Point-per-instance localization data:
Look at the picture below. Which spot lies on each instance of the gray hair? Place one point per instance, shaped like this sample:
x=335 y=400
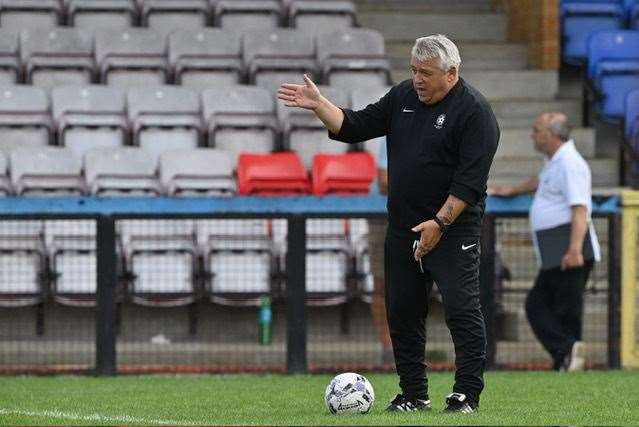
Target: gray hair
x=558 y=125
x=437 y=46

▶ [TASK INSTRUCTIONS]
Each line above is to be copied exactly, and the pictures are to be dropped.

▶ [EXERCISE OUTPUT]
Look at the picture below. Which spot lies on each instance of the gray hair? Place one point per instance, shaped like this sample:
x=335 y=400
Target: gray hair
x=558 y=125
x=437 y=46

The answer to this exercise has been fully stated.